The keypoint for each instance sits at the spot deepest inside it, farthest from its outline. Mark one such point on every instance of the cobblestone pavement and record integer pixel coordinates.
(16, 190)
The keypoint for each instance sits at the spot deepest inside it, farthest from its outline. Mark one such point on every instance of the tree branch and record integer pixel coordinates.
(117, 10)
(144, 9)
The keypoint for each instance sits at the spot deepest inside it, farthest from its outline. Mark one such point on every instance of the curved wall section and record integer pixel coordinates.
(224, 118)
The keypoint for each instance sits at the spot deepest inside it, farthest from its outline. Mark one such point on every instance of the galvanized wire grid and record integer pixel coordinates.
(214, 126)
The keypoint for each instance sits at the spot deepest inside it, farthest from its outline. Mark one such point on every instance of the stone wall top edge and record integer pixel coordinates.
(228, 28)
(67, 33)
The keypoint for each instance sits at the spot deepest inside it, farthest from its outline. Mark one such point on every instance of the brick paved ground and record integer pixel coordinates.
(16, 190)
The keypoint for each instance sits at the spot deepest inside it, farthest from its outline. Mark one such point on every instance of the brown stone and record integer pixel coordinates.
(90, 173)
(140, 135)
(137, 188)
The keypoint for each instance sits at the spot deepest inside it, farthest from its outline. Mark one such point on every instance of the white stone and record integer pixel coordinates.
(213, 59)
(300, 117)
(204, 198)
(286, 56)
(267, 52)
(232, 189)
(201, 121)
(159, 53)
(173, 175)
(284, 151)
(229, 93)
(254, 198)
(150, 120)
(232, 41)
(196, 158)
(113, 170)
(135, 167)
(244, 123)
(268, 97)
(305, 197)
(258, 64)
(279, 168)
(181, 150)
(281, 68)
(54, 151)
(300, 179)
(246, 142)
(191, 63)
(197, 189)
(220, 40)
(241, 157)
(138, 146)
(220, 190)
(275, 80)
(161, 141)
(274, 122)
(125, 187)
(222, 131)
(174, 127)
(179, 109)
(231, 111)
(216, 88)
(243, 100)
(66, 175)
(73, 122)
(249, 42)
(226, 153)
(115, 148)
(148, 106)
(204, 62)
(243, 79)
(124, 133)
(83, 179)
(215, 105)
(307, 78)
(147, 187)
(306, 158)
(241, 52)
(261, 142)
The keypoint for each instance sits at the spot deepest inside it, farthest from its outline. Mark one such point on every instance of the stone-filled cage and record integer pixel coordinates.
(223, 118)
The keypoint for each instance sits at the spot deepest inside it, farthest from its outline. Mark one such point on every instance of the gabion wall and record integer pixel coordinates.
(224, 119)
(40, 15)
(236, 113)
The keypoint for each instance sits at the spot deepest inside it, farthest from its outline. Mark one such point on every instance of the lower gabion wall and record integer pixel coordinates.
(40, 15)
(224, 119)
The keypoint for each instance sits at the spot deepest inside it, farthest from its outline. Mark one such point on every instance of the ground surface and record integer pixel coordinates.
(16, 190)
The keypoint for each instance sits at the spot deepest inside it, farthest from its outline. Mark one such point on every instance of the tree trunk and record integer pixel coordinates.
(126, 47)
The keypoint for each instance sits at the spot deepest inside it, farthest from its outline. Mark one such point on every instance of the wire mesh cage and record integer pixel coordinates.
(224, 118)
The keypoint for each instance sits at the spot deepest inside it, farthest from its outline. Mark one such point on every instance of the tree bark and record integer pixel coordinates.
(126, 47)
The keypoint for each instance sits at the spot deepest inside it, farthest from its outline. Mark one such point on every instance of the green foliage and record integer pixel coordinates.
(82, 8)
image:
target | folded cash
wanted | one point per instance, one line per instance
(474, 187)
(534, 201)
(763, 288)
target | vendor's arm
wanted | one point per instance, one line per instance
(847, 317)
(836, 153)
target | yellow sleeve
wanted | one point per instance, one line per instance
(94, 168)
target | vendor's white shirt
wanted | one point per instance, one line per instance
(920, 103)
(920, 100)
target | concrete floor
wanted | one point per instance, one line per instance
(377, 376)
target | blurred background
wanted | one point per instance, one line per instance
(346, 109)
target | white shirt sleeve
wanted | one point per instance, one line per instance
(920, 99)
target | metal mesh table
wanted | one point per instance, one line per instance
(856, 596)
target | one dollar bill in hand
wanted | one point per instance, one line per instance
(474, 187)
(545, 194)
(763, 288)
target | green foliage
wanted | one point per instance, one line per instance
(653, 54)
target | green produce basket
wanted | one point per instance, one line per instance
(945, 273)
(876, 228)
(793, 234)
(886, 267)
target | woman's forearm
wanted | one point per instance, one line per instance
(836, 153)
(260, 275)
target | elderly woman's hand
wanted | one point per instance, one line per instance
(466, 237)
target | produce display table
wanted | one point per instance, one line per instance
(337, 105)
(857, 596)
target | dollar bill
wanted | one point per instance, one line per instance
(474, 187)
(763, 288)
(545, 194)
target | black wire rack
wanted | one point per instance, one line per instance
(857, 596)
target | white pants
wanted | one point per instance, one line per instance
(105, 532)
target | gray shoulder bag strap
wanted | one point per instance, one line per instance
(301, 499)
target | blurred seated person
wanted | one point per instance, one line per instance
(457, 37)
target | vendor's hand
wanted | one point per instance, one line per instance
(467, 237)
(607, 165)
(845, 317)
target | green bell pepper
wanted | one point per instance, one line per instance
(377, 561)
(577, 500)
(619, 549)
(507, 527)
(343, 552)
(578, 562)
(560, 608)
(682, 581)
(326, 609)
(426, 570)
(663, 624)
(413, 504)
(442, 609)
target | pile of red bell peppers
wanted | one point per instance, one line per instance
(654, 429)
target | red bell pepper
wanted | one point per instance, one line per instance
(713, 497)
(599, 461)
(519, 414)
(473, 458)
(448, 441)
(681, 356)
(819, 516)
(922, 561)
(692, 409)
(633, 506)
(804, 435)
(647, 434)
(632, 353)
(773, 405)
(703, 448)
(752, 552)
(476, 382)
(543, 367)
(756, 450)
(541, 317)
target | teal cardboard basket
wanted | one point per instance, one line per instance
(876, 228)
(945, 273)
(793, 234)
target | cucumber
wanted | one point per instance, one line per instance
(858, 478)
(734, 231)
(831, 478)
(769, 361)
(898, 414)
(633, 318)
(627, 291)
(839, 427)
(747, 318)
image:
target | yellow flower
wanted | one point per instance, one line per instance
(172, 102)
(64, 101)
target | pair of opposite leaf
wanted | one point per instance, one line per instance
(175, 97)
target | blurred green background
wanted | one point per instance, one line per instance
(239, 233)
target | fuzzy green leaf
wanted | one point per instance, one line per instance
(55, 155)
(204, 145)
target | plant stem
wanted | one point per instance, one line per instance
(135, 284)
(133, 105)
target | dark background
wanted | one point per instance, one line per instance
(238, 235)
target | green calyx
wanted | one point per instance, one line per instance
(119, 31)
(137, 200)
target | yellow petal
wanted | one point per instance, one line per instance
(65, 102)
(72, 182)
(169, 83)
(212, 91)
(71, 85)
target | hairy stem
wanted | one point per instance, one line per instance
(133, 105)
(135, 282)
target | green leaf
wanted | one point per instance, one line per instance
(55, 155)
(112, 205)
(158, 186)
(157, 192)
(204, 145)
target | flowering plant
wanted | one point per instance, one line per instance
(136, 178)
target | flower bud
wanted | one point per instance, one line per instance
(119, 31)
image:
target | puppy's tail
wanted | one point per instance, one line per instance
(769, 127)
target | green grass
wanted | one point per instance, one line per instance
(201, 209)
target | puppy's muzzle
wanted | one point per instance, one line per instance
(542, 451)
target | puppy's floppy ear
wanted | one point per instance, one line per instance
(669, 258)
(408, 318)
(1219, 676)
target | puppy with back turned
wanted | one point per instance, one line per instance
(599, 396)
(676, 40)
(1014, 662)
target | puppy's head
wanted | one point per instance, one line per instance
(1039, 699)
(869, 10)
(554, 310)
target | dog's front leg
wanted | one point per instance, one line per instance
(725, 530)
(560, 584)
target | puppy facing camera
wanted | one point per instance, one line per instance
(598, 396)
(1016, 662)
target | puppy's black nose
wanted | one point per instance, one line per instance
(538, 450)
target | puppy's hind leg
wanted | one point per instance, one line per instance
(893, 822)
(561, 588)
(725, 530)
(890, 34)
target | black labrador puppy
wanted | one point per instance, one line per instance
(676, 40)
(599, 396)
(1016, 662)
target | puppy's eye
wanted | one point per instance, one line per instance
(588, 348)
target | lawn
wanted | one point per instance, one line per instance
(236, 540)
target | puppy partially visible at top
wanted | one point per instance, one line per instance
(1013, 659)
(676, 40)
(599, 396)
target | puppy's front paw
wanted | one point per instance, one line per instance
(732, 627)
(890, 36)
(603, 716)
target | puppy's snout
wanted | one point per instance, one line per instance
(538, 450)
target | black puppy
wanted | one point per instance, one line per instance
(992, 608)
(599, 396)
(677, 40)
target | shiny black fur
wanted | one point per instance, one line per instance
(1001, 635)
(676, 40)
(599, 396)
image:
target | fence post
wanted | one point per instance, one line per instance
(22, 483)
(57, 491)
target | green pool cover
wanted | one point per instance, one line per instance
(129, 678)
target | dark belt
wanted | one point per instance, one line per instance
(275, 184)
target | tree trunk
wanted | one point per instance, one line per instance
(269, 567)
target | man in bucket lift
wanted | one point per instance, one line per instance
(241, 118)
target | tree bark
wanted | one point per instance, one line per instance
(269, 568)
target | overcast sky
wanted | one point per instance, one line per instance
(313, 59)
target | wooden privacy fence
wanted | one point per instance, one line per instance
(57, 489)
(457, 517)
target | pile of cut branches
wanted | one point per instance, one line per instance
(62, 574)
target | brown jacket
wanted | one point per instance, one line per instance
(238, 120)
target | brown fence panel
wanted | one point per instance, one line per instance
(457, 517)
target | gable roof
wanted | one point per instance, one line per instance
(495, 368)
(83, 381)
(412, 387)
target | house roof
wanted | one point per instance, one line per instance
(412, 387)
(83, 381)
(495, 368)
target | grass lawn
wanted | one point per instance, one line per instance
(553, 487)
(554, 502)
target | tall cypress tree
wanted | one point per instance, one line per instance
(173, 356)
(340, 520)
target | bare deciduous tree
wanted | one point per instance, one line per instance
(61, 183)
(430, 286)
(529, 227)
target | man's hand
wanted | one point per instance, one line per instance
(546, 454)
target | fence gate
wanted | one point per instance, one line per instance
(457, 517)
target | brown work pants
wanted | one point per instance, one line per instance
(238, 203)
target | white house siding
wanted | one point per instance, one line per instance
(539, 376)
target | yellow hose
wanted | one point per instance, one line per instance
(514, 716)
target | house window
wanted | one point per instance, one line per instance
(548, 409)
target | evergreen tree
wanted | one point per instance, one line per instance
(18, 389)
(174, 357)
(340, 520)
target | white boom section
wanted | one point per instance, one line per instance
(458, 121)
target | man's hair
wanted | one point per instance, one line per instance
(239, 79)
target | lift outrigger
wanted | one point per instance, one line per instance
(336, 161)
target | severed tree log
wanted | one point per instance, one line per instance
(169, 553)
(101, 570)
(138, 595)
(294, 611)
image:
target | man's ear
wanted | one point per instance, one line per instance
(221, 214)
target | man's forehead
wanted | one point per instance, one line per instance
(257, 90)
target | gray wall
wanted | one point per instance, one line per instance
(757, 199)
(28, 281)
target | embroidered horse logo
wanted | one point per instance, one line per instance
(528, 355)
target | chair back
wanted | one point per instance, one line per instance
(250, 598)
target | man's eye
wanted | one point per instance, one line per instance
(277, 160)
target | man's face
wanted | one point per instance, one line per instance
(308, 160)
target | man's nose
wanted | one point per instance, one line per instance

• **Goal**: Print exactly the lines above, starting at the line that contains "target | man's hair" and ending with the last line of the records, both included.

• **Task solution**:
target | man's hair
wanted | one point per instance, one line per instance
(239, 79)
target | lift outrigger
wanted | one point per instance, one line per instance
(336, 161)
target | severed tree log
wanted | one point per instance, one line per instance
(169, 553)
(101, 570)
(138, 595)
(294, 611)
image:
target | man's ear
wanted | one point per instance, one line per instance
(221, 214)
target | man's forehead
wanted | one point per instance, one line per instance
(257, 90)
target | gray wall
wanted | one point per instance, one line per instance
(757, 199)
(28, 281)
target | embroidered horse logo
wanted | one point per instance, one line per instance
(528, 355)
target | chair back
wanted | one point per instance, one line per instance
(250, 598)
target | man's eye
wanted | one point per instance, one line per instance
(277, 160)
target | man's face
wanted | one point per instance, one line per instance
(308, 160)
target | man's nose
wanted | one point per instance, one line per instance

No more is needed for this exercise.